**REQUESTS:**
1 – In the court opinion excerpt, whose expert's opinion did the trial court accept about the Stockholders Agreement?
2 – Reproduce everything in the court opinion excerpt from "Catharine argues that" down to "the shares' value.".

— START QUOTED TEXT —

Ralph's largest asset was stock.
Catharine's largest assets were cash and investment accounts. It was possible that the value of Ralph's
stock would increase faster than Catharine's investments. The framework of the agreement was clear to
the parties.
Catharine argues that
Ralph was obligated at the time of entry into the PNA to value the Johnsonville
stock without considering the Stockholders Agreement. We disagree. The Stockholders
Agreement was an appropriate consideration.
Absent certain circumstances, Ralph was not free to sell his stock in
the marketplace and this had an adverse impact on its value. The trial court recognized this when it
accepted the opinion of Ralph's expert, John Emory, that the Stockholders
Agreement limits the marketability of Ralph's minority stake in the company and
depresses the shares' value.
Finally, a de minimis
failure to disclose will not invalidate an agreement. Schumacher v. Schumacher, 131 Wis.2d 332, 338, 388
N.W.2d 912, 914-15 (1986). Here,
Ralph's expert's valuation is $129,000 more than the value Ralph offered in
1986, a small percent of Ralph's total net estate. Increasing Ralph's $1.3 million stock valuation by $129,000 still
yields Ralph a smaller estate than Catharine on the date of the PNA.
We turn to the trial
court's conclusion that the PNA was substantively unfair to Catharine. There is no question that changes occurred
within the marriage which had significant financial consequences. However, these changes—the dramatic increase
in the value of Ralph's interest in Johnsonville, for example—were anticipated
by the PNA.
The destruction of the
parties' home and replacement by a substantially more expensive home did not
render the PNA substantively unfair.

— END QUOTED TEXT —
— START RECORDED INFORMATION —

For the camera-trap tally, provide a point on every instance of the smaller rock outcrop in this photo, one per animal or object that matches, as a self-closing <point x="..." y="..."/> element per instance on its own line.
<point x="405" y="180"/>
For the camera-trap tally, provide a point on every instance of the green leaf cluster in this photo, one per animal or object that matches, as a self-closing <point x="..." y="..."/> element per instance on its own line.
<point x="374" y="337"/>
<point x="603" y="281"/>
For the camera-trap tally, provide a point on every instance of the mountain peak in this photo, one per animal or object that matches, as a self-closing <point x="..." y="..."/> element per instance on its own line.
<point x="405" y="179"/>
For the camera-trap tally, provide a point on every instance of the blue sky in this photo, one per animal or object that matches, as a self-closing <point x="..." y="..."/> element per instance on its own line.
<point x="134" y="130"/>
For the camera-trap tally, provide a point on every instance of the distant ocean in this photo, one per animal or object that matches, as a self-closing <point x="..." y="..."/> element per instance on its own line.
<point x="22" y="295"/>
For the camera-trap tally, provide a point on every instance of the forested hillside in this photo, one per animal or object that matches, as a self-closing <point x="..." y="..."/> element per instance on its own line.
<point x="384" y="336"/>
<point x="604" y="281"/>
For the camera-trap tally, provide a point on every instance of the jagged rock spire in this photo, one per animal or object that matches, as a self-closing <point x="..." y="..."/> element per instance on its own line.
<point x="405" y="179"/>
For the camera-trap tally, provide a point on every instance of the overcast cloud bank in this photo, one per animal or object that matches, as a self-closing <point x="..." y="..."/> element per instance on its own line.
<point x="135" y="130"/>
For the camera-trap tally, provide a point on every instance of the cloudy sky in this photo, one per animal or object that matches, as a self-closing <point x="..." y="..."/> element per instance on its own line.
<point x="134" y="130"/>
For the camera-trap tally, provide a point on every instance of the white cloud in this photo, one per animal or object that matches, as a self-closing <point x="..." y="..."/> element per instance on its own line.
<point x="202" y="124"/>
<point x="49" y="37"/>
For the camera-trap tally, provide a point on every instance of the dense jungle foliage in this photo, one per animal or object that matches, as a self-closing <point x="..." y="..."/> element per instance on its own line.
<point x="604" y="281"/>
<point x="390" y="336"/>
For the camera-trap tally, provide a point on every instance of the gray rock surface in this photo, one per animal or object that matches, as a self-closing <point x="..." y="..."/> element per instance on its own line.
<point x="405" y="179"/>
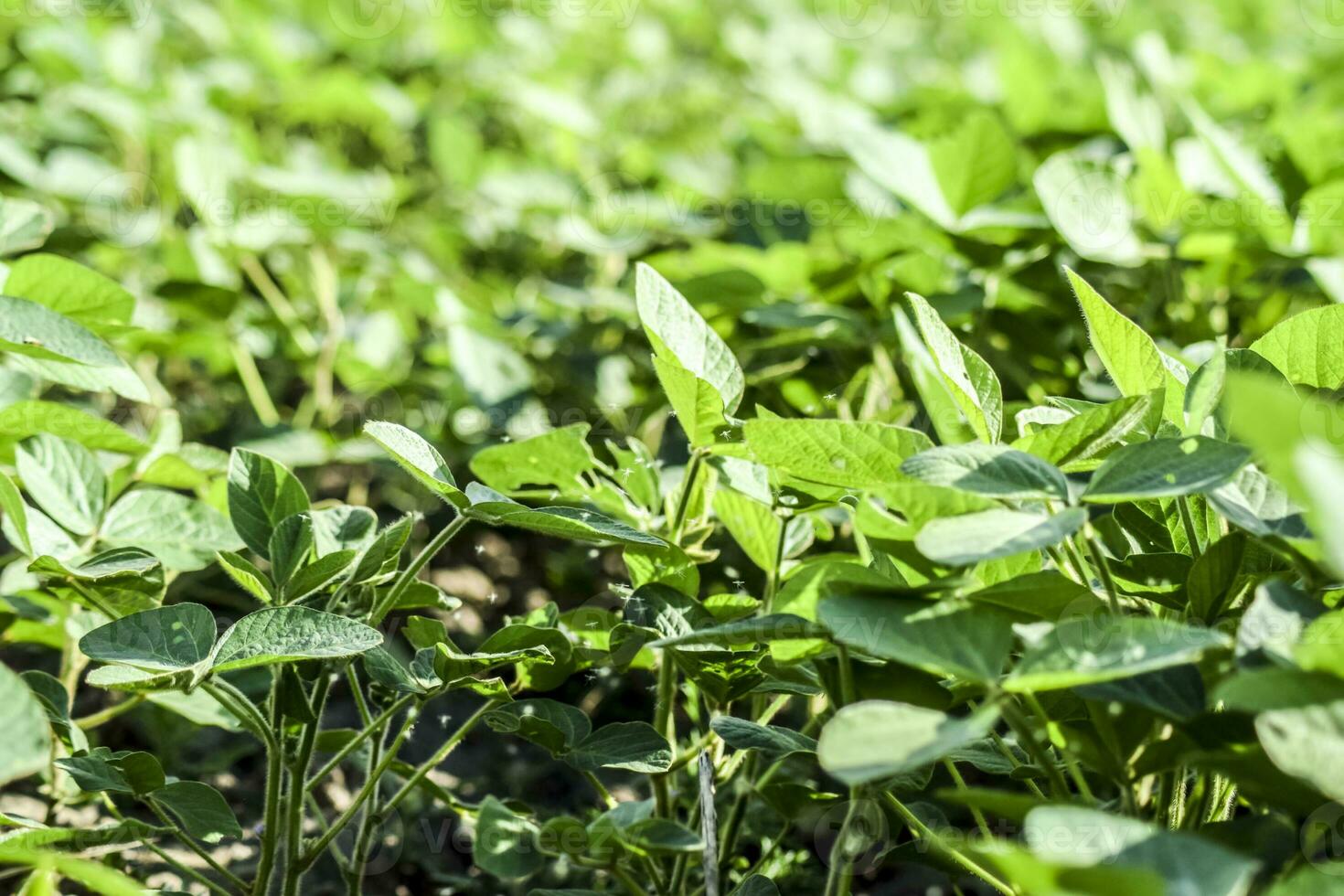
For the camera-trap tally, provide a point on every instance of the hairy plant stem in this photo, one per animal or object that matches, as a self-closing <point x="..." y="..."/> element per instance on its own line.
<point x="297" y="789"/>
<point x="1103" y="571"/>
<point x="1019" y="723"/>
<point x="923" y="832"/>
<point x="1187" y="520"/>
<point x="365" y="733"/>
<point x="271" y="833"/>
<point x="362" y="797"/>
<point x="440" y="755"/>
<point x="408" y="575"/>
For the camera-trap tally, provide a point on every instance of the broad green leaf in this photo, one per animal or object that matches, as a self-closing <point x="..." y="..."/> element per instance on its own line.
<point x="1081" y="837"/>
<point x="281" y="635"/>
<point x="80" y="293"/>
<point x="1308" y="348"/>
<point x="946" y="637"/>
<point x="57" y="348"/>
<point x="555" y="460"/>
<point x="549" y="723"/>
<point x="697" y="403"/>
<point x="22" y="420"/>
<point x="506" y="842"/>
<point x="679" y="335"/>
<point x="162" y="640"/>
<point x="966" y="375"/>
<point x="180" y="531"/>
<point x="988" y="469"/>
<point x="773" y="741"/>
<point x="843" y="453"/>
<point x="634" y="746"/>
<point x="563" y="523"/>
<point x="961" y="540"/>
<point x="15" y="513"/>
<point x="1129" y="355"/>
<point x="1083" y="650"/>
<point x="27" y="746"/>
<point x="420" y="458"/>
<point x="65" y="480"/>
<point x="199" y="809"/>
<point x="877" y="739"/>
<point x="125" y="579"/>
<point x="261" y="495"/>
<point x="1089" y="208"/>
<point x="1080" y="443"/>
<point x="1166" y="468"/>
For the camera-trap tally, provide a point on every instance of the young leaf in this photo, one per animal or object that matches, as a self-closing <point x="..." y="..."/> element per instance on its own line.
<point x="679" y="335"/>
<point x="163" y="640"/>
<point x="420" y="458"/>
<point x="968" y="378"/>
<point x="988" y="469"/>
<point x="261" y="495"/>
<point x="1129" y="355"/>
<point x="65" y="480"/>
<point x="844" y="453"/>
<point x="1166" y="468"/>
<point x="960" y="540"/>
<point x="200" y="809"/>
<point x="281" y="635"/>
<point x="877" y="739"/>
<point x="27" y="735"/>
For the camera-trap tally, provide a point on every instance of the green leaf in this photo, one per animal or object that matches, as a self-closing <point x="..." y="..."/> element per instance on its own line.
<point x="660" y="836"/>
<point x="680" y="336"/>
<point x="563" y="523"/>
<point x="261" y="495"/>
<point x="1129" y="355"/>
<point x="988" y="469"/>
<point x="506" y="842"/>
<point x="57" y="348"/>
<point x="1166" y="468"/>
<point x="162" y="640"/>
<point x="80" y="293"/>
<point x="199" y="809"/>
<point x="634" y="746"/>
<point x="1308" y="348"/>
<point x="22" y="420"/>
<point x="27" y="746"/>
<point x="1080" y="443"/>
<point x="961" y="540"/>
<point x="420" y="458"/>
<point x="946" y="637"/>
<point x="182" y="532"/>
<point x="773" y="741"/>
<point x="877" y="739"/>
<point x="283" y="635"/>
<point x="65" y="480"/>
<point x="844" y="453"/>
<point x="968" y="378"/>
<point x="1083" y="650"/>
<point x="549" y="723"/>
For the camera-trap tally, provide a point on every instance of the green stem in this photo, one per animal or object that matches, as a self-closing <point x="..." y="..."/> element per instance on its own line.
<point x="408" y="575"/>
<point x="923" y="832"/>
<point x="365" y="793"/>
<point x="1019" y="723"/>
<point x="349" y="746"/>
<point x="440" y="755"/>
<point x="103" y="716"/>
<point x="1189" y="521"/>
<point x="1104" y="571"/>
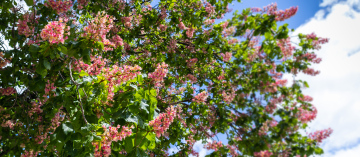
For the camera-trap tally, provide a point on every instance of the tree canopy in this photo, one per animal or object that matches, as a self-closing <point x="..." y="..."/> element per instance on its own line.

— END RECORDED INFORMATION —

**FULL ANSWERS:**
1 – The trial court accepted the opinion of John Emory, Ralph's expert.

2 –
Catharine argues that
Ralph was obligated at the time of entry into the PNA to value the Johnsonville
stock without considering the Stockholders Agreement. We disagree. The Stockholders
Agreement was an appropriate consideration.
Absent certain circumstances, Ralph was not free to sell his stock in
the marketplace and this had an adverse impact on its value. The trial court recognized this when it
accepted the opinion of Ralph's expert, John Emory, that the Stockholders
Agreement limits the marketability of Ralph's minority stake in the company and
depresses the shares' value.